A close-up of the edible six pack rings. Made of byproducts from the brewing process, such as wheat and barley, they look and feel like stiff cardboard. Photo credit: We Believers and Saltwater Brewery.
A close-up of the edible six pack rings. Made of byproducts from the brewing process, such as wheat and barley, they look and feel like stiff cardboard. Photo credit: We Believers and Saltwater Brewery.

Yet the new design is not without limitations. The major challenge facing a mainstream switch to these rings is that at 10 to 15 cents each, they are a little more expensive to produce than plastic ones. It’s not a light investment for the small brewery, but Saltwater is confident about inspiring continued support and commitment from investors and interested brewers and beer corporations to follow its lead, adopt the technology and transform their industry. The innovators believe it’d be much easier for bigger businesses to enhance the effectiveness of the 3D-printing production method; a wide-scale shift to the product would decrease its price and make it competitive with prevalent recyclable plastic rings. Saltwater also hopes customers would be happy to pay a bit more to purchase and popularize the green alternative, saving hundreds of thousands of marine animals and their habitat.

• [Problems to work on]
• a. Say whether each statement agrees with the passage on edible six pack rings: (i) the rings cost 10 to 15 cents each; (ii) the rings are made from byproducts of the brewing process; (iii) the rings look and feel like soft plastic. Answer each with yes or no and quote the deciding words.
• b. Carry on the passage on edible six pack rings, picking up after its last sentence.

• [Saved data entries]
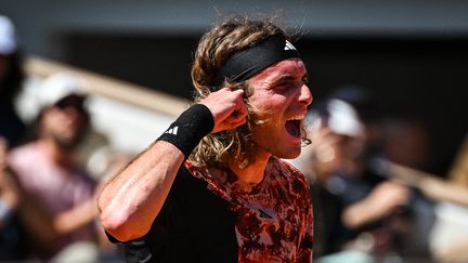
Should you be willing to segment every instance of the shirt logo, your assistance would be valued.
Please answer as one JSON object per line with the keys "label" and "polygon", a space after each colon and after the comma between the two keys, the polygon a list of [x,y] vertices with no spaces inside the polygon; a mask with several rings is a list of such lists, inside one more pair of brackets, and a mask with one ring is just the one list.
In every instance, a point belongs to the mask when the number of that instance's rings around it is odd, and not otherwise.
{"label": "shirt logo", "polygon": [[265,211],[261,210],[260,208],[259,208],[259,212],[260,212],[260,218],[273,219],[273,216],[271,216],[270,214],[268,214]]}
{"label": "shirt logo", "polygon": [[286,40],[285,50],[296,50],[296,48],[289,41]]}
{"label": "shirt logo", "polygon": [[169,134],[177,135],[177,131],[178,131],[178,129],[179,129],[179,127],[177,126],[177,127],[174,127],[174,128],[171,128],[171,129],[165,131],[165,133],[169,133]]}

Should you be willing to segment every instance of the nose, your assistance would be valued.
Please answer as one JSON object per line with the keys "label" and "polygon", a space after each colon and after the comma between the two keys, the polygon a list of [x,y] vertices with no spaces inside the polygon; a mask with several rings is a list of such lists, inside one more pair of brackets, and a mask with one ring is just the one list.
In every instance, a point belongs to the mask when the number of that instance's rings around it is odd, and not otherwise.
{"label": "nose", "polygon": [[303,103],[306,105],[309,105],[312,103],[312,100],[313,100],[312,92],[307,84],[303,84],[300,88],[300,94],[299,94],[298,100],[300,103]]}

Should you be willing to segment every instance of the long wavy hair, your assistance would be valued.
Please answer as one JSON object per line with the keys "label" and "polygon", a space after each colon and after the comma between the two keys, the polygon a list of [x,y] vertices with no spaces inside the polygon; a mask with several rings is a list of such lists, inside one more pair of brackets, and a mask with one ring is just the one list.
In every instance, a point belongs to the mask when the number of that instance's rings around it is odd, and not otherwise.
{"label": "long wavy hair", "polygon": [[[192,66],[192,81],[196,89],[195,103],[220,88],[212,87],[213,78],[219,68],[232,55],[256,45],[272,35],[282,34],[290,39],[282,28],[273,24],[273,19],[275,18],[255,21],[232,16],[212,26],[202,37]],[[259,124],[262,120],[256,118],[256,109],[248,103],[251,90],[246,81],[235,83],[224,81],[221,87],[245,90],[244,102],[249,111],[248,121],[236,129],[205,136],[188,159],[197,167],[226,168],[227,157],[231,156],[239,161],[240,168],[245,168],[255,161],[255,156],[250,150],[253,145],[250,126],[252,123]]]}

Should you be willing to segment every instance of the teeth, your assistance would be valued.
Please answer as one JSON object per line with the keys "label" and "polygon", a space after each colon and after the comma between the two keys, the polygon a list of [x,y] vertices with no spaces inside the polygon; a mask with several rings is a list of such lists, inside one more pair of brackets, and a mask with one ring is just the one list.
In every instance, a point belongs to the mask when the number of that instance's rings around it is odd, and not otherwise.
{"label": "teeth", "polygon": [[303,118],[304,118],[303,115],[298,115],[298,116],[289,117],[287,120],[303,120]]}

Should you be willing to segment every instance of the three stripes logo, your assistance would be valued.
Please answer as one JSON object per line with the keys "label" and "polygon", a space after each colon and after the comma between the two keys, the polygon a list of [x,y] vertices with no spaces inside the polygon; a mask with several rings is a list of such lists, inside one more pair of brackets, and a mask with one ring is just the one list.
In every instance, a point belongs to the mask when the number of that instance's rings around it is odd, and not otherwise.
{"label": "three stripes logo", "polygon": [[289,41],[286,40],[285,50],[296,50],[296,48]]}
{"label": "three stripes logo", "polygon": [[178,131],[178,129],[179,129],[179,127],[177,126],[177,127],[174,127],[174,128],[171,128],[171,129],[165,131],[165,133],[169,133],[169,134],[177,135],[177,131]]}

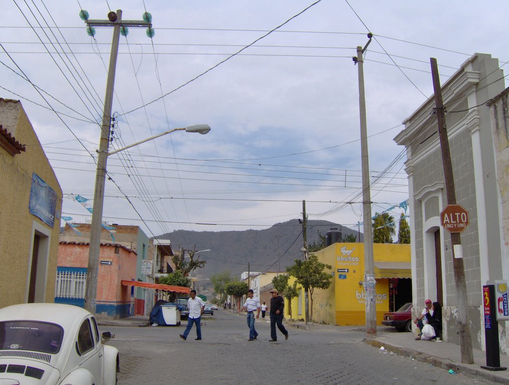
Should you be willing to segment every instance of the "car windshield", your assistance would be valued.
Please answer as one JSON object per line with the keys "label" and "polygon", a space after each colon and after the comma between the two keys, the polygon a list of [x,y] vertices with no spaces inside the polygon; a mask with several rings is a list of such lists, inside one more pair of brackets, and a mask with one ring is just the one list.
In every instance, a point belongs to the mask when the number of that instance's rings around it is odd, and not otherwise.
{"label": "car windshield", "polygon": [[405,304],[403,306],[398,309],[398,311],[408,311],[408,310],[412,307],[412,303],[408,302],[408,303]]}
{"label": "car windshield", "polygon": [[54,354],[60,350],[64,329],[36,321],[0,322],[0,350],[23,350]]}

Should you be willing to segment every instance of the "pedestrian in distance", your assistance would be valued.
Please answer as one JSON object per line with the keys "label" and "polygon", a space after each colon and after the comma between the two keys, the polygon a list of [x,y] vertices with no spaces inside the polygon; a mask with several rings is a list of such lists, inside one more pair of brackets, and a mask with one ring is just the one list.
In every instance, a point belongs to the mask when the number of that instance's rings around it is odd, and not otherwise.
{"label": "pedestrian in distance", "polygon": [[268,307],[264,302],[262,305],[262,318],[265,318],[265,312],[267,311],[267,309]]}
{"label": "pedestrian in distance", "polygon": [[419,334],[415,337],[416,340],[420,340],[422,335],[422,329],[426,324],[428,323],[428,318],[433,316],[433,309],[432,308],[431,300],[426,300],[425,301],[426,307],[422,310],[420,314],[415,318],[414,324],[417,325],[419,329]]}
{"label": "pedestrian in distance", "polygon": [[283,317],[285,314],[285,300],[279,295],[276,289],[272,289],[270,292],[272,298],[270,299],[270,337],[269,340],[271,342],[277,341],[277,335],[276,334],[276,325],[285,336],[285,339],[288,339],[288,331],[283,326]]}
{"label": "pedestrian in distance", "polygon": [[202,328],[200,325],[202,319],[202,314],[205,307],[205,303],[199,297],[196,296],[196,291],[193,289],[190,293],[191,298],[187,301],[187,308],[189,310],[189,314],[187,317],[187,327],[184,331],[183,334],[179,334],[179,336],[185,341],[187,339],[187,335],[191,331],[193,324],[196,325],[196,338],[199,341],[202,339]]}
{"label": "pedestrian in distance", "polygon": [[245,309],[247,312],[247,327],[249,328],[249,339],[248,341],[254,341],[258,336],[258,333],[254,330],[254,312],[256,318],[260,317],[260,300],[254,297],[254,293],[252,289],[247,291],[247,299],[244,304],[243,310]]}

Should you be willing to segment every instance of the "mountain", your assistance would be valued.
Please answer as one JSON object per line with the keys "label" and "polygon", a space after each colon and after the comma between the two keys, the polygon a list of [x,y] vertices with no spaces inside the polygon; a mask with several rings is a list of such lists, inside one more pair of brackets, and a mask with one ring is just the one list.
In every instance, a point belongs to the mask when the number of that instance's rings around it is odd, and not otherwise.
{"label": "mountain", "polygon": [[[308,220],[307,227],[308,245],[319,242],[319,232],[325,236],[331,228],[340,229],[344,237],[347,234],[358,235],[356,230],[326,220]],[[228,270],[233,276],[240,277],[242,272],[247,271],[248,264],[251,272],[285,271],[287,266],[293,265],[294,260],[302,258],[302,225],[297,219],[293,219],[262,230],[177,230],[157,238],[169,239],[175,250],[183,247],[196,250],[210,249],[200,253],[201,259],[207,261],[207,263],[193,273],[195,276],[208,278],[216,273]],[[362,234],[360,237],[362,241]],[[280,260],[278,262],[278,256]]]}

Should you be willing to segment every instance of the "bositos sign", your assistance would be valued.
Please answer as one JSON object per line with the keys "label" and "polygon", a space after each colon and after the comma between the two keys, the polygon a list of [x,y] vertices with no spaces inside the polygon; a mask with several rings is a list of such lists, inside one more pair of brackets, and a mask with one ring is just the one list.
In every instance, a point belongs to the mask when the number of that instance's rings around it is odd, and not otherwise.
{"label": "bositos sign", "polygon": [[[341,293],[342,305],[351,307],[351,310],[360,306],[359,310],[363,311],[366,293],[361,284],[364,279],[364,267],[361,250],[352,244],[338,245],[338,246],[336,253],[337,293]],[[383,304],[388,298],[388,280],[378,281],[376,290],[377,304]]]}

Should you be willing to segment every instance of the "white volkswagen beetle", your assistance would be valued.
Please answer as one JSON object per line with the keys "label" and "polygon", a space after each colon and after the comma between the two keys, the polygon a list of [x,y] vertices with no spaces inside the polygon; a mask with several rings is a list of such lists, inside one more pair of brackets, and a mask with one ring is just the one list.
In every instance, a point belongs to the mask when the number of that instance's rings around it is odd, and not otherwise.
{"label": "white volkswagen beetle", "polygon": [[82,308],[31,303],[0,309],[2,385],[115,385],[119,367],[118,350],[102,344],[95,318]]}

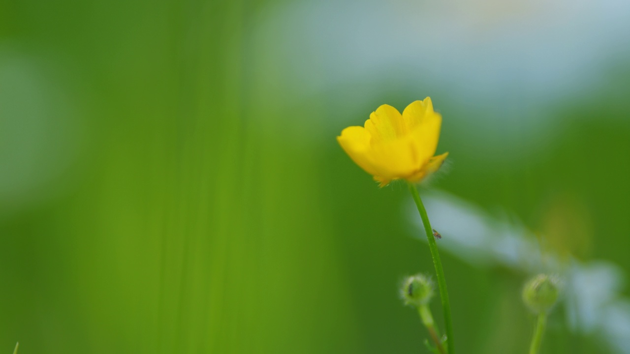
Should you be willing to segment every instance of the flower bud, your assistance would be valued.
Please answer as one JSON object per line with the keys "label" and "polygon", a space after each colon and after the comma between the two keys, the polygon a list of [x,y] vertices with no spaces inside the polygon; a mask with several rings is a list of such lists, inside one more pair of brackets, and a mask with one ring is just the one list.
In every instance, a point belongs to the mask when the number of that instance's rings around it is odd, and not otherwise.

• [Results in order]
• a.
(i) Yes: "at 10 to 15 cents each, they are a little more expensive to produce than plastic ones"
(ii) Yes: "Made of byproducts from the brewing process, such as wheat and barley"
(iii) No: "they look and feel like stiff cardboard"

• b.
Another question the rings raise pertains to the ecological impact of dumping foreign substances in the ocean. Wouldn’t rings marketed as biodegradable legitimize and reinforce overconsumption when the focus should rather be on limiting resource use and resultant garbage, even if they may be more sustainable than usual options?

“Realistically, beer cans and plastic won’t go away. Unless creativity got rid of at least one of them,” noted Vega. “The materials used were successfully tested with wildlife in Mexico. Not only with sea animals but at [the] Zoo as well with a population of giraffes that was getting sick accidentally eating food from plastic cups.”

When asked what exactly the rings contain to make them so strong yet edible and compostable, however, the makers declined to answer because the patenting procedure is ongoing.

These six-pack rings feed fish, turtles and seabirds instead of entangling, choking, poisoning or killing them as plastic ones do, and could thereby save hundreds of thousands of marine lives. Photo credit: We Believers and Saltwater Brewery.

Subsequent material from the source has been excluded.